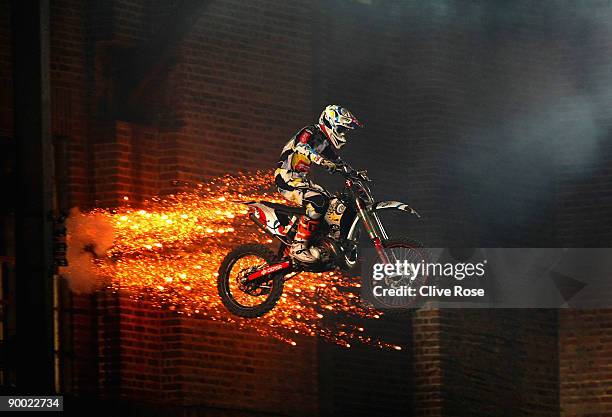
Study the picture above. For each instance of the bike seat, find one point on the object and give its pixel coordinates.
(284, 208)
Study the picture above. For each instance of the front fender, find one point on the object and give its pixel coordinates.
(396, 205)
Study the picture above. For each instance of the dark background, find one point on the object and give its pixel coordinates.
(492, 118)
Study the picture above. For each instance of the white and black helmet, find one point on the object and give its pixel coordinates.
(335, 122)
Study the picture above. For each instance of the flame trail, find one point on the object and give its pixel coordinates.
(170, 250)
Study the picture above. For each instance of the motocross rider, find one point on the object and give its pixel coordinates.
(317, 144)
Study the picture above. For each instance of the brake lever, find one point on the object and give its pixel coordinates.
(364, 175)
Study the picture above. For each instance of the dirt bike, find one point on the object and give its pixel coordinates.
(251, 277)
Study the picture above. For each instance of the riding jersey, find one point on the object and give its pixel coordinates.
(309, 145)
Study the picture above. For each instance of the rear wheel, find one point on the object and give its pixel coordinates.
(241, 297)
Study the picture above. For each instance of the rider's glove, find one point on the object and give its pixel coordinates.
(329, 165)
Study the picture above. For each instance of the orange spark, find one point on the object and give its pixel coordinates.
(171, 247)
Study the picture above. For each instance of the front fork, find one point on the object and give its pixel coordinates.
(375, 233)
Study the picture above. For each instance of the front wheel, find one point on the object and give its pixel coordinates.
(393, 292)
(242, 298)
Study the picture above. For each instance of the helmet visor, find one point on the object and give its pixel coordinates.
(341, 129)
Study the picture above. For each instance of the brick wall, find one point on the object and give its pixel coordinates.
(585, 366)
(457, 99)
(154, 355)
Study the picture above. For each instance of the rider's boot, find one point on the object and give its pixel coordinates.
(299, 249)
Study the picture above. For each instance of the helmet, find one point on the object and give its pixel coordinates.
(335, 121)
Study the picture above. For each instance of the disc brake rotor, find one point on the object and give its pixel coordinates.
(257, 288)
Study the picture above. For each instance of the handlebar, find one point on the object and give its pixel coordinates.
(347, 171)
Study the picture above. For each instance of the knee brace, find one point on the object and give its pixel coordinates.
(316, 205)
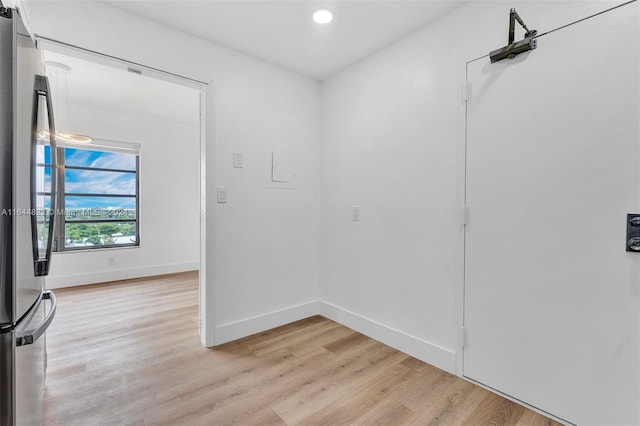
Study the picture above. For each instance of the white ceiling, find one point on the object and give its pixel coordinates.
(101, 86)
(282, 32)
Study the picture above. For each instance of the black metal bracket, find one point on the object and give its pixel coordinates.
(513, 49)
(633, 233)
(5, 12)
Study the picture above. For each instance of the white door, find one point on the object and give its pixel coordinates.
(553, 167)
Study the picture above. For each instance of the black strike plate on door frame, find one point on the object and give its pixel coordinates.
(633, 233)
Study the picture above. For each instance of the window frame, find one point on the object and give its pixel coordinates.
(61, 222)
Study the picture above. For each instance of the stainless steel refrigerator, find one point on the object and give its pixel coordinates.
(27, 214)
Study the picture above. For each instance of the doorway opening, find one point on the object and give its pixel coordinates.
(140, 221)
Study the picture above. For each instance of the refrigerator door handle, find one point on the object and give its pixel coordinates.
(27, 337)
(41, 88)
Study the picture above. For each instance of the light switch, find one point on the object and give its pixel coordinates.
(237, 160)
(355, 213)
(222, 194)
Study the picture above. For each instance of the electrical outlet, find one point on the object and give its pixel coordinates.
(222, 194)
(355, 213)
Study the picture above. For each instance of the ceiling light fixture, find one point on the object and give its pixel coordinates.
(322, 16)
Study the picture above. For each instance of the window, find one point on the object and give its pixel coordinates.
(98, 192)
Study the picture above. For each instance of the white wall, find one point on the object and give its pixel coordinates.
(391, 133)
(262, 246)
(169, 200)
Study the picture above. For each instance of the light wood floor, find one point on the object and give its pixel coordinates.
(129, 354)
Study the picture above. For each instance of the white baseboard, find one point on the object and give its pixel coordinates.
(53, 282)
(243, 328)
(430, 353)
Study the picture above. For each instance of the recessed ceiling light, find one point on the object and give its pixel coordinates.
(322, 16)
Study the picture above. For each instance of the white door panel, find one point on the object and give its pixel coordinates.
(553, 168)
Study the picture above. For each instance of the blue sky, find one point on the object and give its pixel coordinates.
(94, 182)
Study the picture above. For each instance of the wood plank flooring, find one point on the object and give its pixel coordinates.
(128, 353)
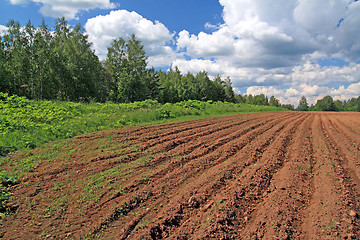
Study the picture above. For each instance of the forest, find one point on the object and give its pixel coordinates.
(43, 64)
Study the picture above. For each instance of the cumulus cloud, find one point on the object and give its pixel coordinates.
(67, 8)
(274, 47)
(102, 30)
(3, 29)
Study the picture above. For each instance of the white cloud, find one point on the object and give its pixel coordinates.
(3, 29)
(310, 73)
(102, 30)
(67, 8)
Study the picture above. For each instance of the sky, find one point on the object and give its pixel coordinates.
(282, 48)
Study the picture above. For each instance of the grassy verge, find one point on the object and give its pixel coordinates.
(26, 124)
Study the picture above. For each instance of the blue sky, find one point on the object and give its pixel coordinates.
(283, 48)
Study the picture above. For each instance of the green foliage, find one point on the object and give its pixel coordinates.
(303, 105)
(27, 123)
(325, 104)
(5, 181)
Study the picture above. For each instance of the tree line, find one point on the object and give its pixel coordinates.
(328, 104)
(41, 64)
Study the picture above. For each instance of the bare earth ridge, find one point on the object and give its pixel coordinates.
(285, 175)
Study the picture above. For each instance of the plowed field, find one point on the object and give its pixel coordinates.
(285, 175)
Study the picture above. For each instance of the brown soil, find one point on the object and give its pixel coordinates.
(286, 175)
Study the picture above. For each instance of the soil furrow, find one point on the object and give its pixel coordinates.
(286, 175)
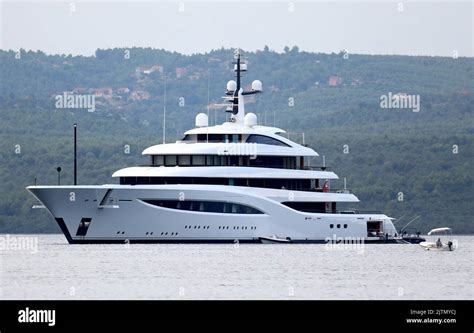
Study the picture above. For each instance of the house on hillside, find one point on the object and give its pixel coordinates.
(181, 72)
(103, 92)
(123, 90)
(334, 80)
(139, 95)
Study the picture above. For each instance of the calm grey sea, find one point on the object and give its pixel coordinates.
(52, 269)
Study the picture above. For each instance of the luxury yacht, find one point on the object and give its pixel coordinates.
(235, 182)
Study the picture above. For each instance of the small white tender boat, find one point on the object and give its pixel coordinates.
(443, 243)
(274, 239)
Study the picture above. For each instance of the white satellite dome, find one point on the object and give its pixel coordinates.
(250, 119)
(231, 85)
(257, 85)
(201, 120)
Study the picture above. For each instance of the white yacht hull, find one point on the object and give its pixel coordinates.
(117, 214)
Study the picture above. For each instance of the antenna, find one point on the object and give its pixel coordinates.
(164, 112)
(75, 154)
(406, 225)
(208, 98)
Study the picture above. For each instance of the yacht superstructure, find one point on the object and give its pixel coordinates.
(235, 182)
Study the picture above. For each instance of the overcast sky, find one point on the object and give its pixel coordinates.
(417, 28)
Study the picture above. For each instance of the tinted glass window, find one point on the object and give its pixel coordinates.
(205, 206)
(266, 140)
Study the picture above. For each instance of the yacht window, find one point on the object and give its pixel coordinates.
(266, 140)
(199, 160)
(170, 160)
(158, 160)
(184, 160)
(205, 206)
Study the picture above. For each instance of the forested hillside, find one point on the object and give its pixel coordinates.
(334, 99)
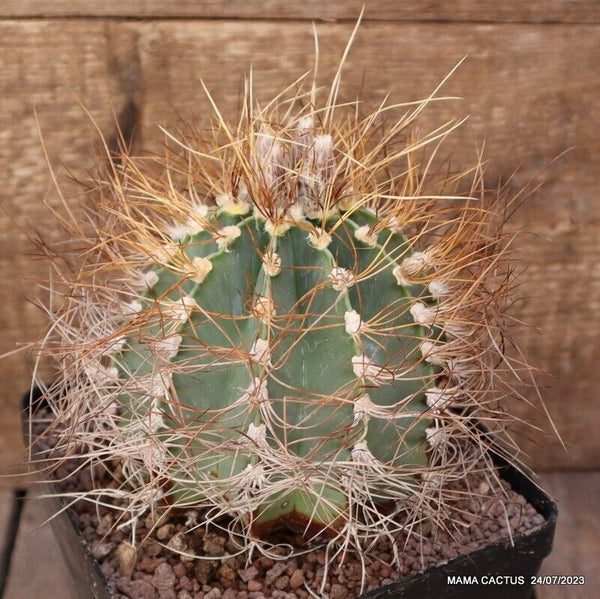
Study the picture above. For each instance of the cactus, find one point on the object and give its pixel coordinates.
(295, 321)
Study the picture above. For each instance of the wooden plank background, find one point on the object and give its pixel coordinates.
(531, 85)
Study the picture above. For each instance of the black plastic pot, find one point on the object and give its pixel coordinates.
(497, 571)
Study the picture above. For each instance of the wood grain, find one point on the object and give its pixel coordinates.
(510, 11)
(576, 550)
(49, 69)
(532, 92)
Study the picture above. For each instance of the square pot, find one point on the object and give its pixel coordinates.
(497, 571)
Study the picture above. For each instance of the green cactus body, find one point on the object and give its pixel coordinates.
(283, 356)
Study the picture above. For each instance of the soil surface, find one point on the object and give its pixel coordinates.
(156, 568)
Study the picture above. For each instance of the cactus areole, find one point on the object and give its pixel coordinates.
(287, 346)
(291, 322)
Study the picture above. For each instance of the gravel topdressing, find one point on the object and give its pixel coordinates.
(156, 568)
(153, 571)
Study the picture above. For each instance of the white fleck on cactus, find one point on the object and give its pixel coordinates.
(294, 327)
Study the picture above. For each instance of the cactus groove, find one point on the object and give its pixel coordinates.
(306, 401)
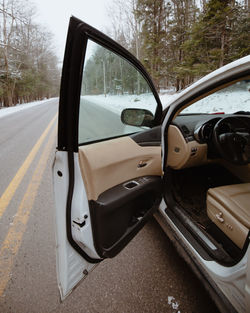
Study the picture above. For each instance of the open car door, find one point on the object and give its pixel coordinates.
(107, 169)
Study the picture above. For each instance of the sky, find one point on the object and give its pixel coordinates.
(55, 15)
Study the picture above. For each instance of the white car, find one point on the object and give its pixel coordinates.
(121, 159)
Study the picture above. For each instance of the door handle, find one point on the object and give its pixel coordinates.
(142, 164)
(219, 217)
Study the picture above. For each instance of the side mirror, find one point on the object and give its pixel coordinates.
(137, 117)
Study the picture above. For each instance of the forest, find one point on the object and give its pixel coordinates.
(28, 64)
(179, 41)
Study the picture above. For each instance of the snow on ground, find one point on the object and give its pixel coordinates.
(117, 103)
(21, 107)
(222, 101)
(228, 100)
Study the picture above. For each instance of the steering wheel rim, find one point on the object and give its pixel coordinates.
(232, 146)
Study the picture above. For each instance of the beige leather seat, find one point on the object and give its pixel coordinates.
(229, 208)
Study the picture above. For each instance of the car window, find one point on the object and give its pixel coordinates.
(110, 84)
(231, 99)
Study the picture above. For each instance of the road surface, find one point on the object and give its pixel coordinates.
(147, 276)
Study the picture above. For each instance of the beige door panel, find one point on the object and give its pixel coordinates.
(109, 163)
(182, 154)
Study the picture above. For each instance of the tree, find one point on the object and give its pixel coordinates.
(28, 66)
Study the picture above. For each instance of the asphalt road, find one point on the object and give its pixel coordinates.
(147, 276)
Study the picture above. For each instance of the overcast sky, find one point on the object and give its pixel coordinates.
(55, 14)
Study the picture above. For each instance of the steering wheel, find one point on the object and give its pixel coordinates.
(233, 145)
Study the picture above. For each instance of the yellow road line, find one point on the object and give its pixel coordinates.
(13, 185)
(15, 234)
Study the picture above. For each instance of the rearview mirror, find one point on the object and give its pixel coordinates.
(137, 117)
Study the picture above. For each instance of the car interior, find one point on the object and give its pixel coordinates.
(207, 177)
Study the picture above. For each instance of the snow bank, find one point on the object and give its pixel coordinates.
(117, 103)
(223, 101)
(21, 107)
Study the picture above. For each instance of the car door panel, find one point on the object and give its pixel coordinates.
(105, 188)
(108, 163)
(120, 212)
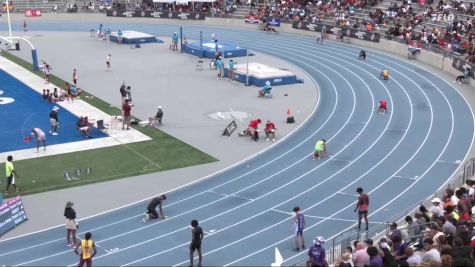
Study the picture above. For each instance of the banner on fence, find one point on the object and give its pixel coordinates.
(251, 19)
(461, 65)
(275, 22)
(32, 13)
(352, 33)
(156, 14)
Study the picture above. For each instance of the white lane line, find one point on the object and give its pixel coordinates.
(348, 194)
(231, 195)
(321, 217)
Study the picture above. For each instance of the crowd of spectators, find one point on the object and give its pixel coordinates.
(443, 235)
(220, 8)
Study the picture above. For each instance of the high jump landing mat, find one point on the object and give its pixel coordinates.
(134, 37)
(208, 50)
(260, 73)
(22, 108)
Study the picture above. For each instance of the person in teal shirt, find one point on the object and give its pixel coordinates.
(175, 42)
(220, 67)
(119, 36)
(320, 149)
(231, 69)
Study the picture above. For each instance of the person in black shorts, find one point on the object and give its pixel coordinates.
(151, 208)
(196, 237)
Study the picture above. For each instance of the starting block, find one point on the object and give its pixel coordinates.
(143, 123)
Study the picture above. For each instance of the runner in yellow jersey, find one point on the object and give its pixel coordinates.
(320, 149)
(86, 245)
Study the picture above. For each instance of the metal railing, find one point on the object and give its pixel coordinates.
(336, 247)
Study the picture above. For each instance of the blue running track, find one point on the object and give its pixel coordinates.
(398, 157)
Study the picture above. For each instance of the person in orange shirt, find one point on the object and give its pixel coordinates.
(86, 246)
(362, 207)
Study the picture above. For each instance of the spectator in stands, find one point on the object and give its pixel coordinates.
(431, 254)
(413, 229)
(316, 254)
(360, 257)
(399, 249)
(375, 259)
(411, 258)
(424, 213)
(436, 208)
(435, 233)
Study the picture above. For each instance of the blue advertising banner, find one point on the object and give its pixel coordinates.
(12, 214)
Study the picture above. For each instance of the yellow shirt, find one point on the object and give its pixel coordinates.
(86, 247)
(9, 168)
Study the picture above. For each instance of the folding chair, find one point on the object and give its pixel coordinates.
(199, 65)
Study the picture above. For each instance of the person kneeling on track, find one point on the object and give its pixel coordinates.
(252, 130)
(270, 130)
(152, 206)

**やること:**
上のデータのうち、「Study the picture above. For each instance of the folding」を含む行から最後の行までを、1行を1つの文字列としたJSONのリストに変換せよ。空行は含めない。

**答え:**
[
  "Study the picture above. For each instance of the folding chair, find one point on the object and give its pixel coordinates.",
  "(199, 65)",
  "Study the picture above. For each instance of the person kneeling on track, find one point on the object and give its pixel coordinates.",
  "(252, 130)",
  "(270, 130)",
  "(152, 206)"
]